Reproduce verbatim the lines below, starting with the line that contains "Question. Locate the patterned" and continuing through the final line, both included.

====== ROWS

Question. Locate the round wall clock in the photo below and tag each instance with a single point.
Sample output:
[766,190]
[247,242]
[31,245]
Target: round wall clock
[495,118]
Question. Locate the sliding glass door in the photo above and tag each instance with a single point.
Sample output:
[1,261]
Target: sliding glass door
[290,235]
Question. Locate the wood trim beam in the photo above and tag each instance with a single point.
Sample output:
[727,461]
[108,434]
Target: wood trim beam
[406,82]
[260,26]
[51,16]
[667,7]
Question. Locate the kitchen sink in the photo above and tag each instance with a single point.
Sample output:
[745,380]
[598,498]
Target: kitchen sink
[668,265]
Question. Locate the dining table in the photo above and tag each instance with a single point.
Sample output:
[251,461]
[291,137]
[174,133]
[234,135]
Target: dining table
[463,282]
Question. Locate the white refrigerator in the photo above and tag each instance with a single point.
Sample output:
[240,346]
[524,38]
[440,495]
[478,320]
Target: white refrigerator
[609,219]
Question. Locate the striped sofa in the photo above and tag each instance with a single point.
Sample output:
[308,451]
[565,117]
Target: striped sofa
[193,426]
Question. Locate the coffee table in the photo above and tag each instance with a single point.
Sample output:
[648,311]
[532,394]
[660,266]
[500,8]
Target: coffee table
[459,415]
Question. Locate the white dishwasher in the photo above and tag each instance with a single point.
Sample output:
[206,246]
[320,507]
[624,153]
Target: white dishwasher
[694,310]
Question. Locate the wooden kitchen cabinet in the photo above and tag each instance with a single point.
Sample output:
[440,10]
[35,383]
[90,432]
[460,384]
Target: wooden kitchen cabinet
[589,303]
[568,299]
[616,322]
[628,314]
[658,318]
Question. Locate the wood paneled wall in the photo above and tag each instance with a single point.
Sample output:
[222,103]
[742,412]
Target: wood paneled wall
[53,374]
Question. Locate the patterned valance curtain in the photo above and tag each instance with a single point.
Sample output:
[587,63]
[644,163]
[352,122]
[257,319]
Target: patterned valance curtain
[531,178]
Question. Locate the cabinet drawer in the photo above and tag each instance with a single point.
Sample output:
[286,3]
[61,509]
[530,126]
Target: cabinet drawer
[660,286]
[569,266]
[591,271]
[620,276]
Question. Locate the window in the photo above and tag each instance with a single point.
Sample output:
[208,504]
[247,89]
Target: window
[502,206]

============

• TASK SOLUTION:
Question. Locate the patterned valance curtain in the photo above and tag each instance with a single point.
Sample output:
[587,63]
[644,163]
[352,122]
[257,319]
Target: patterned valance curtain
[531,178]
Question. Locate the cabinet drawer in the photo above and tag each instance with a single point.
Sample output:
[286,3]
[61,509]
[530,126]
Target: cabinet drawer
[660,286]
[569,266]
[591,271]
[620,276]
Question. Locate the window in the photo above and tag each instance with a single point.
Sample output:
[208,504]
[247,89]
Target: window
[502,206]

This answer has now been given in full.